**Questões de estudo**:
(A) Como ficaria em forma de lista, com os fatos principais, o parágrafo do texto sobre o abandono dos idosos que começa com “Constatei que a notícia era verídica”?
(B) Você pode dar sequência ao texto sobre o abandono dos idosos, a partir da última frase apresentada?

**Trecho do texto**:
┌──
“China cria lei que obriga filhos adultos a visitar os pais”. A manchete do rádio parecia irreal. Eram 6h da manhã, eu recém acordara e o conteúdo parecia absurdo. Passei o dia com a manchete na cabeça até recorrer ao Google.
Constatei que a notícia era verídica. A Lei do Direito dos Idosos entrou em vigor na última segunda-feira para tentar minimizar o crescente problema do isolamento dos velhos na China. Em 2010 aquele gigantesco país possuía mais de 178 milhões de pessoas com mais de 60 anos e a previsão é de que este contingente dobre até 2030.
À parte das dificuldades na aplicação da lei, trata-se de um alerta para o Brasil, até recentemente considerado um país jovem. Dados recentes, porém, revelam que o país possui 23 milhões de pessoas com mais de 65 anos, ou seja, aproximadamente 10% da população. Especialistas calculam que em 2020 o total de idosos brasileiros alcance 30 milhões de pessoas.
Além dos notórios problemas de assistência à saúde num país continental como o Brasil, os idosos deparam com o abandono de filhos e familiares. Não é difícil conhecer casos de famílias em que pais e avós vivem graças às atenções de amigos ou vizinhos. Os episódios se agravam quando envolvem doenças crônicas.
A sensação de “descarte” só agrava os males da velhice
Autoridades chinesas reconhecem os obstáculos na aplicação da Lei do Direito dos Idosos, mas dizem que um dos objetivos é mandar uma mensagem educacional. Ao contrário do Japão, onde os mais velhos são figuras proeminentes na hierarquia familiar, é difícil encontrar países onde a atenção ao idoso é prioridade. Mais do que a preocupação física com os idosos, o abandono afetivo machuca profundamente aqueles que legaram valores, tradições e a nossa própria vida.
└──
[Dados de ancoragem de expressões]
┌──
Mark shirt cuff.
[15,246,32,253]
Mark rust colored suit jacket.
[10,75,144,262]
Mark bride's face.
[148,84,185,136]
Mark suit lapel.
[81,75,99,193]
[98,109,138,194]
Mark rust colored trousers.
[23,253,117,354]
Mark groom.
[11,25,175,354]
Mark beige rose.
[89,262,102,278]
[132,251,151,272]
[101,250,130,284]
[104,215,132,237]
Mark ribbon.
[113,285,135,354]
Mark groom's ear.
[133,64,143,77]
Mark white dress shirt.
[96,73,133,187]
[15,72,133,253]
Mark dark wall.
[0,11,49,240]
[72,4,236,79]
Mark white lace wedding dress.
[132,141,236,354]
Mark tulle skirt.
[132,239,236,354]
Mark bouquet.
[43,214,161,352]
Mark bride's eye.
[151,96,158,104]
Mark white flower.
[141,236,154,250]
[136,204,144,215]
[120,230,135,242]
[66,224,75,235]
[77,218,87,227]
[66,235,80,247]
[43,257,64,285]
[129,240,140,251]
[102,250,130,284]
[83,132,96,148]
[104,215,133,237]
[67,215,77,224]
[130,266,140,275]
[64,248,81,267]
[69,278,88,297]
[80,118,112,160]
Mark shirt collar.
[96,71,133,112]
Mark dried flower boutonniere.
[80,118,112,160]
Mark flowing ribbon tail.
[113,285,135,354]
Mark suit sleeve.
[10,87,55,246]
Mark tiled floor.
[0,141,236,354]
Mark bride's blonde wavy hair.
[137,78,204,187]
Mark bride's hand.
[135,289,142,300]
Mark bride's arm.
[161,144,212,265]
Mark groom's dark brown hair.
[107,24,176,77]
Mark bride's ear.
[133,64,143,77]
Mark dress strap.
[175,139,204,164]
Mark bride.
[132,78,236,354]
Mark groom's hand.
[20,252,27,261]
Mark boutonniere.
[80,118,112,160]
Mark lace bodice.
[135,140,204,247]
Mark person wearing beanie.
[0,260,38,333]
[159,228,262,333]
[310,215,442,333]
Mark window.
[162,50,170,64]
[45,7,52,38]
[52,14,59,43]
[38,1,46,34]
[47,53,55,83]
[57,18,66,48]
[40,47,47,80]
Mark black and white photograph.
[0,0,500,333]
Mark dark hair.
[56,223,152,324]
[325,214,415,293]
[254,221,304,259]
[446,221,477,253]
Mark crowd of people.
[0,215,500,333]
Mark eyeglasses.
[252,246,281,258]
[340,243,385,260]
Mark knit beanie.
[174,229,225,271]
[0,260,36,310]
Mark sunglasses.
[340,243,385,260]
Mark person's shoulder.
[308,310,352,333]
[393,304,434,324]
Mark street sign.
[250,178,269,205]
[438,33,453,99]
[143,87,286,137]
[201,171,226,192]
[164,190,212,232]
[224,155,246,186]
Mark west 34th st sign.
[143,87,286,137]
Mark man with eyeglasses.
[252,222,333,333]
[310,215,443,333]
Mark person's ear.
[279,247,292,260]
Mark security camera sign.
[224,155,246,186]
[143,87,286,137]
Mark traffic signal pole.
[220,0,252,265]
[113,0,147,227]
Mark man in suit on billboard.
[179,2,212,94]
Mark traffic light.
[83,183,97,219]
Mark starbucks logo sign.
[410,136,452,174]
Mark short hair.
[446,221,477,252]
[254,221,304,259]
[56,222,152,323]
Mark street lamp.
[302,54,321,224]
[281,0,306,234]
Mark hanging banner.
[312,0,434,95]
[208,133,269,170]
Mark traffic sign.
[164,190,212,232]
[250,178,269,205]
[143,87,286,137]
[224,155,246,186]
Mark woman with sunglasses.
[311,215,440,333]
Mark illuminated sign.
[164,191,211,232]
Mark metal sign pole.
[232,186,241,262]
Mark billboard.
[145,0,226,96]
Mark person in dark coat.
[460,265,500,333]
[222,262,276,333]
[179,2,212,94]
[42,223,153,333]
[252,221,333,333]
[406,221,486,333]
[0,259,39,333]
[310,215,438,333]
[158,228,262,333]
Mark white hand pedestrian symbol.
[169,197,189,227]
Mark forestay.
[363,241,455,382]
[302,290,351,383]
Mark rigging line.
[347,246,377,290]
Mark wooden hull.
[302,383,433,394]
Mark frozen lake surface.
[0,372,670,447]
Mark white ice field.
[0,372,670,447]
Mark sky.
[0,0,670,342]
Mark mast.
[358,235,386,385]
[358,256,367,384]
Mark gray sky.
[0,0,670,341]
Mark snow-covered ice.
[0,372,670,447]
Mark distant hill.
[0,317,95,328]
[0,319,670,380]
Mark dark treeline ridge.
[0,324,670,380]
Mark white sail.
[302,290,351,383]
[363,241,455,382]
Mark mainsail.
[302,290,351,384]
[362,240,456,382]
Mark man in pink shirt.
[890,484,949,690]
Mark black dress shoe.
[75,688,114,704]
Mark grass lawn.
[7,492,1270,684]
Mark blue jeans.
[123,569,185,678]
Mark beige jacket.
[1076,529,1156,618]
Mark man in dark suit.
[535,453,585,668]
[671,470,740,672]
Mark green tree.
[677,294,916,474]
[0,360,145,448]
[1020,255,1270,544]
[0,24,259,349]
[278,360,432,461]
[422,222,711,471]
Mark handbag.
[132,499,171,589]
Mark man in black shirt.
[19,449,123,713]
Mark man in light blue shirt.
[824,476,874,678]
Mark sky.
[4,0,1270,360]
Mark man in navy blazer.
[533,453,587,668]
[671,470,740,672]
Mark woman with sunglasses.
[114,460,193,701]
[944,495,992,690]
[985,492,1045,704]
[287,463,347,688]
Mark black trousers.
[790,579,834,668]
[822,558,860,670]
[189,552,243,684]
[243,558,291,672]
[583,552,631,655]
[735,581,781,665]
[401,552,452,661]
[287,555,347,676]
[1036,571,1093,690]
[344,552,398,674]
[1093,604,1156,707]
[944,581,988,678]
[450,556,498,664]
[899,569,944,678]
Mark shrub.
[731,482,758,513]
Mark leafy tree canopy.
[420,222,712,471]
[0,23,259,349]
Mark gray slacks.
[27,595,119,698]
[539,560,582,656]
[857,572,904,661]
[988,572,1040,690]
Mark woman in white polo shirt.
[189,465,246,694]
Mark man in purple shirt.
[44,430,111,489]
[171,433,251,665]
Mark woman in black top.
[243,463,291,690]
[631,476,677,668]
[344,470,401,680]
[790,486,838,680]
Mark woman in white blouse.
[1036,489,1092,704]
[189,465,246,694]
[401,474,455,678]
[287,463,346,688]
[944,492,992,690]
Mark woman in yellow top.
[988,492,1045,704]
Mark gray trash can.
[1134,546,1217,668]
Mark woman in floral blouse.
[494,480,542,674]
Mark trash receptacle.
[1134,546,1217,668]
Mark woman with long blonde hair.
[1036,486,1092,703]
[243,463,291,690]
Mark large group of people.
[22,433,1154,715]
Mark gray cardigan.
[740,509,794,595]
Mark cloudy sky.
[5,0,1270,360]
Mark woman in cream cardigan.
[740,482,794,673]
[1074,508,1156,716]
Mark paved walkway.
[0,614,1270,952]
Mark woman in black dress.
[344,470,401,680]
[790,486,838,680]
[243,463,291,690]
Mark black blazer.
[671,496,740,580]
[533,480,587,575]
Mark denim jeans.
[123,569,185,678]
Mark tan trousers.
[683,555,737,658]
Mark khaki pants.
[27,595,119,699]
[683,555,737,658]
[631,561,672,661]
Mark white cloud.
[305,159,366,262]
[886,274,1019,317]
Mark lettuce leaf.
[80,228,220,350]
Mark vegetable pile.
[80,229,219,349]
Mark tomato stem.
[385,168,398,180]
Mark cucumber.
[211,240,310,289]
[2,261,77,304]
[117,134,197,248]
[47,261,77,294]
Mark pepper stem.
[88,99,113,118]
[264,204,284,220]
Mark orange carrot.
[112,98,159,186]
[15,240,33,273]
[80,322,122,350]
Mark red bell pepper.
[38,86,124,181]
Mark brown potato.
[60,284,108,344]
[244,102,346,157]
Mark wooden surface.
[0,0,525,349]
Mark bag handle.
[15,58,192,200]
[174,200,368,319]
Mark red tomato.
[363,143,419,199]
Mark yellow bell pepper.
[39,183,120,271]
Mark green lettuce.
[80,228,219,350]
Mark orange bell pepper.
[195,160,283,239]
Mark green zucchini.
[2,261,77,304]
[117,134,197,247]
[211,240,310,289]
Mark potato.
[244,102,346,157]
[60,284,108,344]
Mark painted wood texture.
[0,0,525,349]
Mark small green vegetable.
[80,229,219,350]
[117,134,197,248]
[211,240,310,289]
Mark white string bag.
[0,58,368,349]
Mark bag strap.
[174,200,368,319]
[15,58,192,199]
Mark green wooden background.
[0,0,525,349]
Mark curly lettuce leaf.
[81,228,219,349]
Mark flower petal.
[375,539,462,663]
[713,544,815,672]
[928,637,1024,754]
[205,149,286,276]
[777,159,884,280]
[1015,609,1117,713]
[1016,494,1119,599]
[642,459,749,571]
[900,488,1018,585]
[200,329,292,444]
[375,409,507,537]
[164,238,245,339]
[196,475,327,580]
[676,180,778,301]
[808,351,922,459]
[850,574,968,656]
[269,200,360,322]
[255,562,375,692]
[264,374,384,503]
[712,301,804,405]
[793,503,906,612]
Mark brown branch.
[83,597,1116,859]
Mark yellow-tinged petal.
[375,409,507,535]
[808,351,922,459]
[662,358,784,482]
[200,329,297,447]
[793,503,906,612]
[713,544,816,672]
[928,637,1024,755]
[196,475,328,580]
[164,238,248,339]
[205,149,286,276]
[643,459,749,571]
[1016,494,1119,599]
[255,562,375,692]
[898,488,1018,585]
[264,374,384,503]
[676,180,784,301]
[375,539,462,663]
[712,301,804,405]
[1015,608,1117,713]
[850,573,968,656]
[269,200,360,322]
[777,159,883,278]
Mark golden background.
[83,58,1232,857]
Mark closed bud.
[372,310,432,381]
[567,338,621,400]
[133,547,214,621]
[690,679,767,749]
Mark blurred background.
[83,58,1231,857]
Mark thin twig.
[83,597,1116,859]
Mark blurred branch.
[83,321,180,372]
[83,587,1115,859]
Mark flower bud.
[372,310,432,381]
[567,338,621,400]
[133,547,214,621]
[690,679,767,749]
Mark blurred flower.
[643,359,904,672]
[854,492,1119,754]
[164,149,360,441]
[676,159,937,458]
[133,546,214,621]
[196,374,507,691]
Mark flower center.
└──
**Respostas numeradas**:
(A)
- A notícia era verídica.
- A Lei do Direito dos Idosos entrou em vigor na última segunda-feira.
- A lei busca minimizar o crescente isolamento dos velhos na China.
- Em 2010, a China tinha mais de 178 milhões de pessoas com mais de 60 anos.
- A previsão é que esse número dobre até 2030.

(B)
Parece longínquo Imaginar-se com 60, 70 anos quando somos jovens ou “adultos novos”, mas os avanços da Medicina, somados a permanente divulgação de hábitos de saúde, prolongam sistematicamente a expectativa de vida. Hoje o brasileiro vive em média 68,6 anos, ou seja, 2,5 anos a mais que no começo da década de 90. Trata-se de um avanço significativo, cujas consequências – lamentavelmente – significam também o aumento do contingente de idosos desprovidos de atenção permanente, carinho, cuidados e respeito humano.
A media que envelhecemos desperta a curiosidade sobre os antepassados e não raras vezes resgatamos a árvore genealógica que nos trouxe até aqui. O crescimento dos filhos, o flerte com a aposentadoria, o cerco das doenças e a constante sensação de dificuldade em acompanhar a impressionante velocidade do mundo nos atormenta.
Ficar a mercê do “descarte humano” é sentimento insuportável, agravado pelo abandono de nossos entes queridos.